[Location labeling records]
⁂
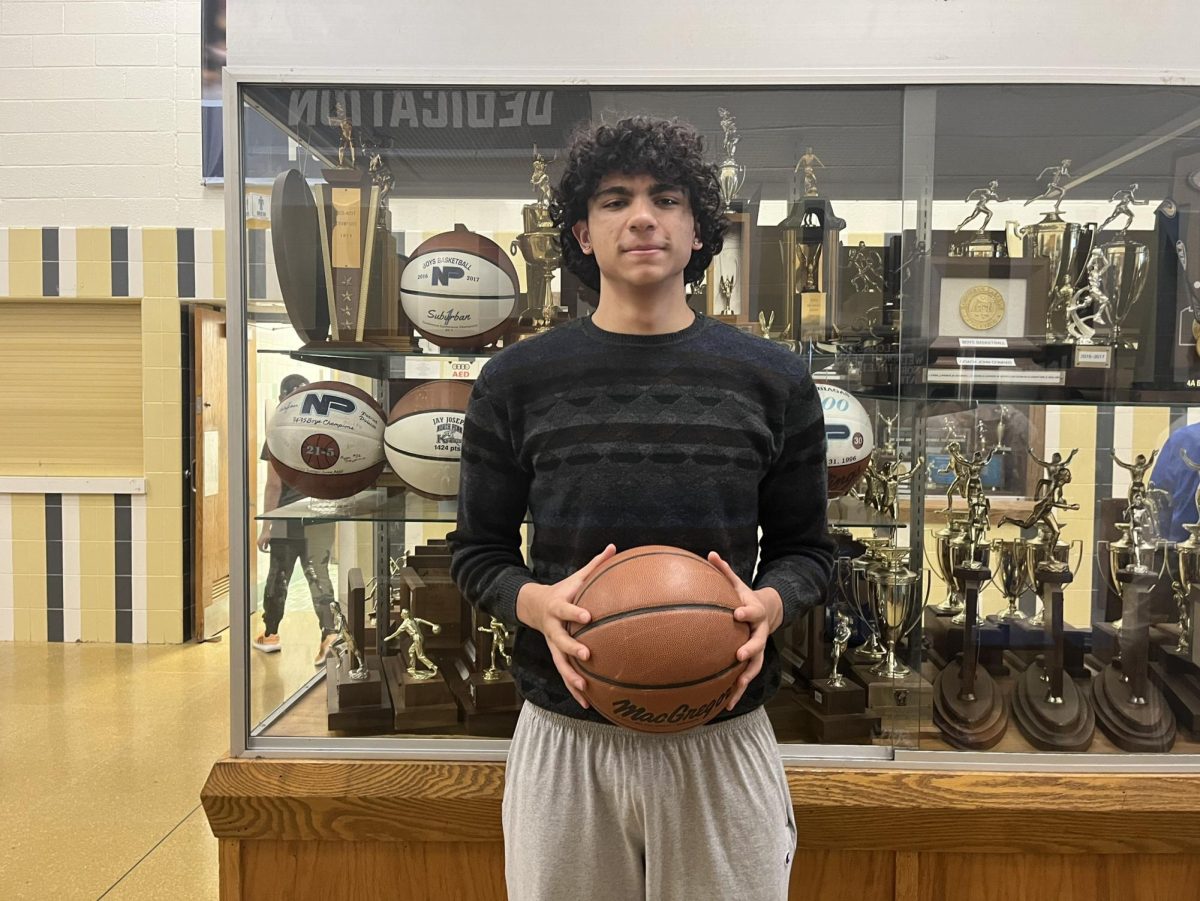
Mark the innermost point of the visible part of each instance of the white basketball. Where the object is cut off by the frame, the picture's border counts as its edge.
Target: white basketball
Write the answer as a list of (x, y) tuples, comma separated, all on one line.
[(460, 289), (850, 438), (327, 439), (424, 437)]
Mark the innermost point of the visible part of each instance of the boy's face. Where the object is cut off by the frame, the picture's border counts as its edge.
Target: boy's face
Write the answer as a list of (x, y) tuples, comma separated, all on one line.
[(641, 230)]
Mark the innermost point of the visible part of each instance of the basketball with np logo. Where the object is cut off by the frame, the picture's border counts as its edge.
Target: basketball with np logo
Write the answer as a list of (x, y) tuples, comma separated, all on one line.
[(325, 439), (460, 289), (663, 640)]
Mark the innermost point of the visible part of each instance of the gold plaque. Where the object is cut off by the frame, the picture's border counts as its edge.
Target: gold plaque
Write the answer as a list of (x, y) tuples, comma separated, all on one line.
[(347, 241), (982, 307)]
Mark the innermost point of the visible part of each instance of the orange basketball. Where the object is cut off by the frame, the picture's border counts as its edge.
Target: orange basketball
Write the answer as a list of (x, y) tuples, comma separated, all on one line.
[(663, 638)]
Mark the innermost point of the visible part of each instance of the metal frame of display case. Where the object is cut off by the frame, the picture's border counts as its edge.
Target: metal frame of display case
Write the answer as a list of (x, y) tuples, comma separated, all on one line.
[(917, 148)]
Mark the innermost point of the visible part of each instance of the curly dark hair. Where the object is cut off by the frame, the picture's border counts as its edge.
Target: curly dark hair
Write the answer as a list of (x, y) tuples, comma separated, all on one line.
[(671, 151)]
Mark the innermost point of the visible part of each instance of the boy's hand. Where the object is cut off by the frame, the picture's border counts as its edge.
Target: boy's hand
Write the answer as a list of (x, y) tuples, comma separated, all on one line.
[(549, 608), (762, 611)]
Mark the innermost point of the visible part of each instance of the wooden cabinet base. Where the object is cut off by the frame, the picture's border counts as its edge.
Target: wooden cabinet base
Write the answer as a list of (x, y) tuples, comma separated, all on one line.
[(367, 829)]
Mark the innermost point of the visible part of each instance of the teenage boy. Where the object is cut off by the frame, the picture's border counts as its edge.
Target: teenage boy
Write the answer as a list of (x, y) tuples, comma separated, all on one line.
[(643, 425)]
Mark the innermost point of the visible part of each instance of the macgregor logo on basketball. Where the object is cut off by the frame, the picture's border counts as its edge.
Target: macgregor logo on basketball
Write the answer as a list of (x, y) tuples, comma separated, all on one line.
[(627, 709)]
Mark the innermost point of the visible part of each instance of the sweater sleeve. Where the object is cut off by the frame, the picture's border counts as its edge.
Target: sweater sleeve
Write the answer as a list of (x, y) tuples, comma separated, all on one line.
[(493, 492), (796, 552)]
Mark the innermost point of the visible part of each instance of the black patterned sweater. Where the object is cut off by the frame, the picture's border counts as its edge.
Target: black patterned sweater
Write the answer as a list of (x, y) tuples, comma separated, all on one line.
[(696, 439)]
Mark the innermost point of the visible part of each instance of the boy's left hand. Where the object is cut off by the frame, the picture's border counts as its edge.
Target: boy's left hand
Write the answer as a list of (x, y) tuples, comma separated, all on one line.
[(762, 611)]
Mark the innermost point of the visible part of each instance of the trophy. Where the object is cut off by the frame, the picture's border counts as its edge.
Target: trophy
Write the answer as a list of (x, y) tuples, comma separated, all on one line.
[(1129, 708), (1122, 283), (1013, 574), (1049, 708), (499, 635), (808, 161), (1185, 577), (346, 647), (895, 605), (1066, 245), (949, 550), (725, 287), (981, 245), (732, 174), (541, 251), (852, 587), (969, 708), (1002, 430), (888, 445), (411, 626), (348, 208), (810, 254), (840, 638)]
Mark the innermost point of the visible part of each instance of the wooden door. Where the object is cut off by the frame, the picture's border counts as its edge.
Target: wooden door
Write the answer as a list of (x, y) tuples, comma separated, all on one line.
[(210, 566)]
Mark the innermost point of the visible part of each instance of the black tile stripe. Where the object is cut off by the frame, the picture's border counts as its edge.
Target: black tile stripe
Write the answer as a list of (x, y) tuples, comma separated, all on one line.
[(120, 252), (1104, 433), (123, 528), (51, 262), (54, 568), (185, 251), (256, 251)]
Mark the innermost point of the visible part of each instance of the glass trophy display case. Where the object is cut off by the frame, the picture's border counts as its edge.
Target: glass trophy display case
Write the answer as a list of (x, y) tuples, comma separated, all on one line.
[(995, 288)]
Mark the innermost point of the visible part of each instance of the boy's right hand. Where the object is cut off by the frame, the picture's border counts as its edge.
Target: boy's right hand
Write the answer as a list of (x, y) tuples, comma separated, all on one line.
[(549, 608)]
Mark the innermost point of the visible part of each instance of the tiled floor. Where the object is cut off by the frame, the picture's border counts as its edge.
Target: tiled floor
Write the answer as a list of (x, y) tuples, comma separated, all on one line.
[(103, 750)]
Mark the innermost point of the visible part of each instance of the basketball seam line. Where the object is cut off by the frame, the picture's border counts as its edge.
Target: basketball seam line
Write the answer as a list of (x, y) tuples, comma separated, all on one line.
[(640, 611), (640, 557), (420, 456), (633, 686), (459, 296)]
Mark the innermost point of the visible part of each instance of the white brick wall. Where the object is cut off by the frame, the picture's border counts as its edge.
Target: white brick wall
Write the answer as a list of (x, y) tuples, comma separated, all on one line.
[(100, 114)]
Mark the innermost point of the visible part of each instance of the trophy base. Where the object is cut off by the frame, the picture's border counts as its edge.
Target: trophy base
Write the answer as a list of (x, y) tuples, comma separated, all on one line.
[(1139, 728), (490, 694), (1067, 726), (1182, 694), (838, 700), (493, 722), (418, 703), (912, 692), (837, 728), (970, 725), (357, 710)]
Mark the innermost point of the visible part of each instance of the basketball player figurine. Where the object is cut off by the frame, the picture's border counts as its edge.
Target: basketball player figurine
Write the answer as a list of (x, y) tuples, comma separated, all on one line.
[(840, 638), (343, 122), (1055, 191), (1123, 199), (411, 626), (346, 646), (1138, 470), (1054, 468), (958, 466), (499, 637), (892, 478), (807, 162)]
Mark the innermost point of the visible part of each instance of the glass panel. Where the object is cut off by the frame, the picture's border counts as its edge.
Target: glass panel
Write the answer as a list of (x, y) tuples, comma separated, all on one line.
[(342, 185), (1054, 402)]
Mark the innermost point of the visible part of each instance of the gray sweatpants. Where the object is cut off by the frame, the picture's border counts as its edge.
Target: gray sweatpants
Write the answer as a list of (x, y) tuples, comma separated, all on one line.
[(598, 812)]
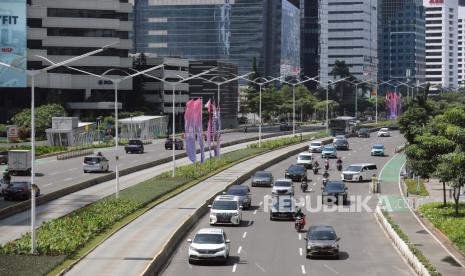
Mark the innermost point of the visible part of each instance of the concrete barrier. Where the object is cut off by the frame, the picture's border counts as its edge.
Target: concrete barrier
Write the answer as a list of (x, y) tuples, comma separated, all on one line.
[(413, 261), (159, 262), (25, 205)]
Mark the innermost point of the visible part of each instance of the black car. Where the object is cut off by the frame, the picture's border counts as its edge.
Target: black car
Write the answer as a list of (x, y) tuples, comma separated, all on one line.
[(4, 157), (336, 190), (285, 127), (363, 133), (262, 178), (19, 190), (134, 146), (322, 241), (296, 173), (178, 144), (341, 144)]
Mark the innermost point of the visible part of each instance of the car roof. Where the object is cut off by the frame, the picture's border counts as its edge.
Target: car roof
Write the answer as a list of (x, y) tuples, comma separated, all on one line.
[(361, 164), (210, 231), (321, 228), (227, 198)]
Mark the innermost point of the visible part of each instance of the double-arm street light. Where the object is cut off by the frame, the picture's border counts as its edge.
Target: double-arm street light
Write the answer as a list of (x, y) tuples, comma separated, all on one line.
[(32, 74), (173, 86), (260, 81), (293, 84), (116, 82)]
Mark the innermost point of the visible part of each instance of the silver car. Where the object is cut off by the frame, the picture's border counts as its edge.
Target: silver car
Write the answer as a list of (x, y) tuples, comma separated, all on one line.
[(243, 192), (95, 164)]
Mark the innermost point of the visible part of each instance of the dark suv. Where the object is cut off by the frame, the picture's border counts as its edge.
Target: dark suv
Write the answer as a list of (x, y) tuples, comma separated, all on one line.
[(336, 190), (321, 241)]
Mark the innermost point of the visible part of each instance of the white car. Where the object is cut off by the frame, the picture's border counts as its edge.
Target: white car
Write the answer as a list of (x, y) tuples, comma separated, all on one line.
[(305, 159), (209, 244), (283, 187), (226, 209), (315, 146), (95, 164), (384, 132)]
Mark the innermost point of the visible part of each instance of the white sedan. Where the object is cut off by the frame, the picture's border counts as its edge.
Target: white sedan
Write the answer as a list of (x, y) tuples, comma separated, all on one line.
[(384, 132)]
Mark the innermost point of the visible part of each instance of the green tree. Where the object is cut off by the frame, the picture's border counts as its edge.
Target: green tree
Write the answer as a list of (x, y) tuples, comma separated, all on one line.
[(43, 117)]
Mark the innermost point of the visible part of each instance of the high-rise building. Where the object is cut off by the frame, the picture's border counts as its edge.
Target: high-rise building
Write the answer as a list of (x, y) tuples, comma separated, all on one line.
[(59, 30), (349, 33), (441, 43), (461, 46), (401, 47), (310, 40), (223, 30)]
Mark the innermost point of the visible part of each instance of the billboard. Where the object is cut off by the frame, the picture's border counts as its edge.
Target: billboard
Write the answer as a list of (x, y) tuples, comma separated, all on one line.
[(13, 43)]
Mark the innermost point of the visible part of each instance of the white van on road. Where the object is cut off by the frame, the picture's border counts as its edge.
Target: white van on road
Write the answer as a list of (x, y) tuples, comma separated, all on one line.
[(359, 172)]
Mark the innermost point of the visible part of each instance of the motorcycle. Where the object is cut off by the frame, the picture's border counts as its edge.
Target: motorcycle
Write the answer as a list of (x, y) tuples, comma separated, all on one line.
[(315, 170), (304, 186), (299, 223)]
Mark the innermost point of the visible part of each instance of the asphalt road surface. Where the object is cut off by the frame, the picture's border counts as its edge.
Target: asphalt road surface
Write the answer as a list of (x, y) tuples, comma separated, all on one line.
[(53, 175), (263, 247)]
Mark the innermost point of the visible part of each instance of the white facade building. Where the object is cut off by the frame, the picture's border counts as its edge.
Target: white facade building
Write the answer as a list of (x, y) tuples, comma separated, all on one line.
[(349, 33), (461, 47), (441, 43)]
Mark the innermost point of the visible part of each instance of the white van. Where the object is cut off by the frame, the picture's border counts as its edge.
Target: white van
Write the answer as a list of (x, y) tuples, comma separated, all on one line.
[(359, 172)]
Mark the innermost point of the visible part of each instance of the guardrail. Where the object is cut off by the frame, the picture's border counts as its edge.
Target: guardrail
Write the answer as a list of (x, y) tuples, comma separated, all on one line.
[(416, 265), (73, 154)]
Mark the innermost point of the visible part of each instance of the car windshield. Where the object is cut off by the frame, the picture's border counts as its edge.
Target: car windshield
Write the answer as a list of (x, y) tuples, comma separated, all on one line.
[(237, 192), (282, 184), (296, 169), (208, 239), (322, 235), (224, 205), (305, 157), (18, 185), (91, 160), (262, 174), (354, 168), (334, 186)]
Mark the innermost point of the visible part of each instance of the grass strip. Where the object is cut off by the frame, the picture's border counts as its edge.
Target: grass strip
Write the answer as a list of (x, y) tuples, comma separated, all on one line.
[(444, 218), (78, 232), (429, 266), (412, 187)]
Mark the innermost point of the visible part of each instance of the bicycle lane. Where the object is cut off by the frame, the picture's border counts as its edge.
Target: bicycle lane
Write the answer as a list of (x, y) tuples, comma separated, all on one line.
[(393, 200)]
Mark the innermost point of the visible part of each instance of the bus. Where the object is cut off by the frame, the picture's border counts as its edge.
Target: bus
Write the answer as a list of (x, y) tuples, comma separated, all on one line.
[(342, 125)]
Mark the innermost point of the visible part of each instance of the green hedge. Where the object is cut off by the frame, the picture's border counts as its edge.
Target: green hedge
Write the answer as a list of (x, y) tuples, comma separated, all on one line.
[(412, 187), (444, 219), (429, 266)]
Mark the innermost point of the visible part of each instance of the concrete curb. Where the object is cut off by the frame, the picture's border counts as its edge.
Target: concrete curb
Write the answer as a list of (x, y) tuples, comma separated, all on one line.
[(25, 205), (403, 248), (159, 262)]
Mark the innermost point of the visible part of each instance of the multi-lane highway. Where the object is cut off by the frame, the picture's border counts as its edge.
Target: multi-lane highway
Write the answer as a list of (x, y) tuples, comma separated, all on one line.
[(263, 247), (53, 175)]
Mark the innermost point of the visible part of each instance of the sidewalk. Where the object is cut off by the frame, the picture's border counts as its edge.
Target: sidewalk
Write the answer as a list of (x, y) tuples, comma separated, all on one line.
[(130, 250), (436, 253)]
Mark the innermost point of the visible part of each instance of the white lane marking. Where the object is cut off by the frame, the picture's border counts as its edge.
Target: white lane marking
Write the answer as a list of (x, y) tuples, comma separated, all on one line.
[(331, 269), (259, 267)]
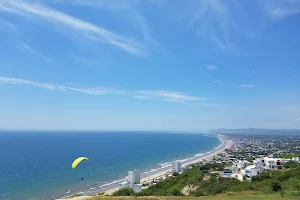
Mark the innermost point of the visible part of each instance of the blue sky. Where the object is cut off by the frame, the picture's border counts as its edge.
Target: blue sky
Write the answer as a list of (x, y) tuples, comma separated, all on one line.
[(149, 65)]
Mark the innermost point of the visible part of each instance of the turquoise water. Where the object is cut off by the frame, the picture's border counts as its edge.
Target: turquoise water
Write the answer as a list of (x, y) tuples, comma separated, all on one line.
[(37, 165)]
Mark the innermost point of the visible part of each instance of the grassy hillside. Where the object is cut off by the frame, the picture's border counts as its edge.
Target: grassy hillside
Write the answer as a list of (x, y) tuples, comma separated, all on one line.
[(216, 197), (200, 181)]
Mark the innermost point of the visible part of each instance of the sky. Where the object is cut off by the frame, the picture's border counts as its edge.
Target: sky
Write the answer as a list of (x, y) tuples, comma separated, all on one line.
[(149, 64)]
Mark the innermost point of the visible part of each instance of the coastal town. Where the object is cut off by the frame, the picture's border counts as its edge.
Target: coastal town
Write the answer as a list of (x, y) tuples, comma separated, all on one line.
[(244, 157)]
⁂
WHAT IS ASKED: Rename "green hedge" to "trimmed hedge" in the stretch from the line containing "the green hedge." through the line containing "[(412, 187), (444, 219), (429, 266)]". Write out only those lines, with nothing else in them changed.

EXERCISE ANSWER:
Mark the innermost point of the visible part of each instance of the trimmed hedge. Where the object is cut off by the frame, the picture's border counts as its edge.
Target: trimmed hedge
Write the answer as a list of (x, y) tuples, comma separated, all on one line.
[(412, 187), (444, 219), (429, 266)]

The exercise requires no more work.